AN AIR India passenger plane bound for London with at least 240 people on board crashed today in India’s north-western city of Ahmedabad.
Local television showed smoke billowing from the crash site near the airport in Ahmedabad, a city with a population of more than five million.
The airline said the Gatwick Airport-bound flight was carrying 242 passengers and crew. Of those, Air India said there were 169 Indians, 53 Britons, seven Portuguese and one Canadian.
Directorate of civil aviation director-general Faiz Ahmed Kidwai told reporters that Air India flight AI 171, a Boeing 787-8, crashed into a residential area called Meghani Nagar five minutes after taking off at 1:38pm local time.
He said 244 people were on board and it was not immediately possible to reconcile the discrepancy with Air India’s numbers.
Gatwick posted on social media that it could confirm the flight, which had been due to arrive at 6:25 pm in London, had crashed on departure.
India’s Civil Aviation Minister Ram Mohan Naidu Kinjarapu said rescue teams had been mobilised and all efforts were being made to ensure medical aid and relief support at the site.
“We are on highest alert. I am personally monitoring the situation,” he said.
The 787 Dreamliner is a widebody, twin-engine plane. This is the first crash ever of a Boeing 787 aircraft, according to the Aviation Safety Network database.

STUDY MATERIAL:
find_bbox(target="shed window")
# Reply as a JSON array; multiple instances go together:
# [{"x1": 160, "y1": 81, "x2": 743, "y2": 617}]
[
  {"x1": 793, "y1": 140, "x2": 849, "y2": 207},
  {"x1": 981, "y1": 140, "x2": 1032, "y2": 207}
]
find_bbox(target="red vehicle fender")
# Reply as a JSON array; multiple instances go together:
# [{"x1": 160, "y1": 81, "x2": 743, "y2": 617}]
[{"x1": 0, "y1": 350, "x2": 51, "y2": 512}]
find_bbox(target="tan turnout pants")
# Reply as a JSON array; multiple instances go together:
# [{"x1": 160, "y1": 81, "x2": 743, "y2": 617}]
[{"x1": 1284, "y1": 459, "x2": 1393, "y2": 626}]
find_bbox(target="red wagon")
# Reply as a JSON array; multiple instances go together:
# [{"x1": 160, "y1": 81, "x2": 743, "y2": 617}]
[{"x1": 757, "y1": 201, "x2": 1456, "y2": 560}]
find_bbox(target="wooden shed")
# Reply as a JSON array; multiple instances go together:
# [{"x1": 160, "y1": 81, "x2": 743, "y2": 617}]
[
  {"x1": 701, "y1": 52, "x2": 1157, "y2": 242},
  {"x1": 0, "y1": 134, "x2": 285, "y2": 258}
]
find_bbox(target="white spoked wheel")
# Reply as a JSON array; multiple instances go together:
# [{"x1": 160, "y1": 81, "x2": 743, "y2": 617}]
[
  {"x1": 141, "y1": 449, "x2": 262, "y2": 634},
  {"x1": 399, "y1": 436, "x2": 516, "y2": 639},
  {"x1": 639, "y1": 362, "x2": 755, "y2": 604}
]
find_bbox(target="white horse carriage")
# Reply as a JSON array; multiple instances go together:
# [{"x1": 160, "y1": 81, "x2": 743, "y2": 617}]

TASK STATEMENT:
Answer these questions from the article about the Air India crash:
(a) Into which residential area did the plane crash?
(b) At what time had the flight been due to arrive in London?
(c) According to which database is this the first crash ever of a Boeing 787 aircraft?
The items have no connection to the article about the Air India crash.

OUTPUT OF THE EXERCISE:
(a) Meghani Nagar
(b) 6:25 pm
(c) The Aviation Safety Network database